### Exercise instructions
Copy every line of the entries below, starting at the first line and ending at the line that contains "168 70 337 156". Keep the request lines unchanged, and increase each box coordinate in the answers by 145.

### Rows

================================

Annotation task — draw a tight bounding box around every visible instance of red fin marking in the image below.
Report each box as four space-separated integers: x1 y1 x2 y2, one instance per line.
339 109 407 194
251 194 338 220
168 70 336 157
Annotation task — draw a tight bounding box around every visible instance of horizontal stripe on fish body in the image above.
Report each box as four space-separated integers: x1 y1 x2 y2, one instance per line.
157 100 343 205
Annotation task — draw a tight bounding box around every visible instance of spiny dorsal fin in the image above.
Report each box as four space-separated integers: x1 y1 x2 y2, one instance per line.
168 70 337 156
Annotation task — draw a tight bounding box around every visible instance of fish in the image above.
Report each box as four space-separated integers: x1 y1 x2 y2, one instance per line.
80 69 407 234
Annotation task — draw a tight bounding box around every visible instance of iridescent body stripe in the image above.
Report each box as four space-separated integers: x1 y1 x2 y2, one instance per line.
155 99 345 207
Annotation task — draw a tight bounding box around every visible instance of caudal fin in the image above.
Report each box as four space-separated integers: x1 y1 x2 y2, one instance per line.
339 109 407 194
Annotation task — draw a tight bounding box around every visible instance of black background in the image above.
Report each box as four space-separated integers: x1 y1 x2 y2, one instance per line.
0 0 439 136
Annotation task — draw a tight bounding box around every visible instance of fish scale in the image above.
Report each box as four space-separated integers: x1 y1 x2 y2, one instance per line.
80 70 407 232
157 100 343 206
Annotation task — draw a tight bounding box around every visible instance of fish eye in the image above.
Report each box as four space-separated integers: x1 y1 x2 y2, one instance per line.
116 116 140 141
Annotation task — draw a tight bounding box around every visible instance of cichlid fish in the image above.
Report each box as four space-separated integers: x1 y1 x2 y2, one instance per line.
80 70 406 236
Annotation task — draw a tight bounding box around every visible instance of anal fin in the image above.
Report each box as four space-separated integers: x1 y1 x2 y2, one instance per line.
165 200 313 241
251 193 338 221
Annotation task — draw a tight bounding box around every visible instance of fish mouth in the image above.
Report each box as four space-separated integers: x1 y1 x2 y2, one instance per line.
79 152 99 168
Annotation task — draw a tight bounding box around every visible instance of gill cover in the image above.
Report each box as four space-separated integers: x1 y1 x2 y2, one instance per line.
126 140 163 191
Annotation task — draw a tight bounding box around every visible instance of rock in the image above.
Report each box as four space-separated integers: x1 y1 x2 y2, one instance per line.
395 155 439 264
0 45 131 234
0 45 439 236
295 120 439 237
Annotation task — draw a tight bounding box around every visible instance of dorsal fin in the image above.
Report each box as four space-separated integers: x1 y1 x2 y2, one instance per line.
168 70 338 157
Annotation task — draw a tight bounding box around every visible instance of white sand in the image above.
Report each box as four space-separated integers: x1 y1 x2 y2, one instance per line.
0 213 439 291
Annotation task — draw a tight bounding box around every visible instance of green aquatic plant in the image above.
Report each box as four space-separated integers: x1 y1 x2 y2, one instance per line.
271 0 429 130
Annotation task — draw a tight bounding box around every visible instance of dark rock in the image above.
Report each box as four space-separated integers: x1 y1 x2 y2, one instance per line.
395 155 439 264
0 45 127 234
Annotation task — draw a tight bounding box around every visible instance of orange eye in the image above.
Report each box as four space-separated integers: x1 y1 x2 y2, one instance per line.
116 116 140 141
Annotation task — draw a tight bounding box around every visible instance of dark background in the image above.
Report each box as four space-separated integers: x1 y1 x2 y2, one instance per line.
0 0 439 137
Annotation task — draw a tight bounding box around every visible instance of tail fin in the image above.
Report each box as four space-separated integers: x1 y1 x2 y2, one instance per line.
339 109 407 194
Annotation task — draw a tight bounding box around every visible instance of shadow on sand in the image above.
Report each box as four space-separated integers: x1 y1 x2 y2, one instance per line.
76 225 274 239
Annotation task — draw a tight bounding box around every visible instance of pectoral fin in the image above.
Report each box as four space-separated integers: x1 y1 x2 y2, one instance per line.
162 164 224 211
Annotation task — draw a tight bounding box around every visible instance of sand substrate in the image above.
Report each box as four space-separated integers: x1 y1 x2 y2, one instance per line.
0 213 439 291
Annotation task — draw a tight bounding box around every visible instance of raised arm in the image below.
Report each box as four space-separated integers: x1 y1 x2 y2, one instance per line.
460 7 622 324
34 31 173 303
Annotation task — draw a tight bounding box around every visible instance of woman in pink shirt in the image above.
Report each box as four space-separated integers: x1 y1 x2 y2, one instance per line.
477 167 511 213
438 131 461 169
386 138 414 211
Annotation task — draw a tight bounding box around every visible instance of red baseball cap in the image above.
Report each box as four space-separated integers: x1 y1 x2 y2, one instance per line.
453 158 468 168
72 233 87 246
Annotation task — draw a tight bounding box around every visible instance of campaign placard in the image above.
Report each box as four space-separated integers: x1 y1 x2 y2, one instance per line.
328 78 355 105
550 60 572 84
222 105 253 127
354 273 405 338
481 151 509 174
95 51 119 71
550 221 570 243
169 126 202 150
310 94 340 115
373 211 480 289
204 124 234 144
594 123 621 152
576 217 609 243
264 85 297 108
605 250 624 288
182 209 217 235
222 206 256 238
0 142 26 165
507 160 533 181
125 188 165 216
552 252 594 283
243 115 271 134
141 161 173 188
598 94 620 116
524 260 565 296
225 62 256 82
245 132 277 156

================================

### Right answer
Annotation task — draw a tight bounding box around every visible instance of red fin marking in the image below.
Report each box as four space-separated integers: x1 y1 x2 y2, one instance per line.
484 254 552 339
396 339 483 365
313 215 481 302
Annotation task — draw a tight bounding box around every visible instance of horizontal stripe on fish body in the image above.
Report each box as four space-separated integers: x1 y1 x2 y2, one instance per line.
302 245 488 350
Annotation task — draw a tight bounding box around every visible instance of spiny dorsal fin in the image above.
Report each box as four space-separated integers: x1 y1 x2 y2, one instance per line.
313 215 482 301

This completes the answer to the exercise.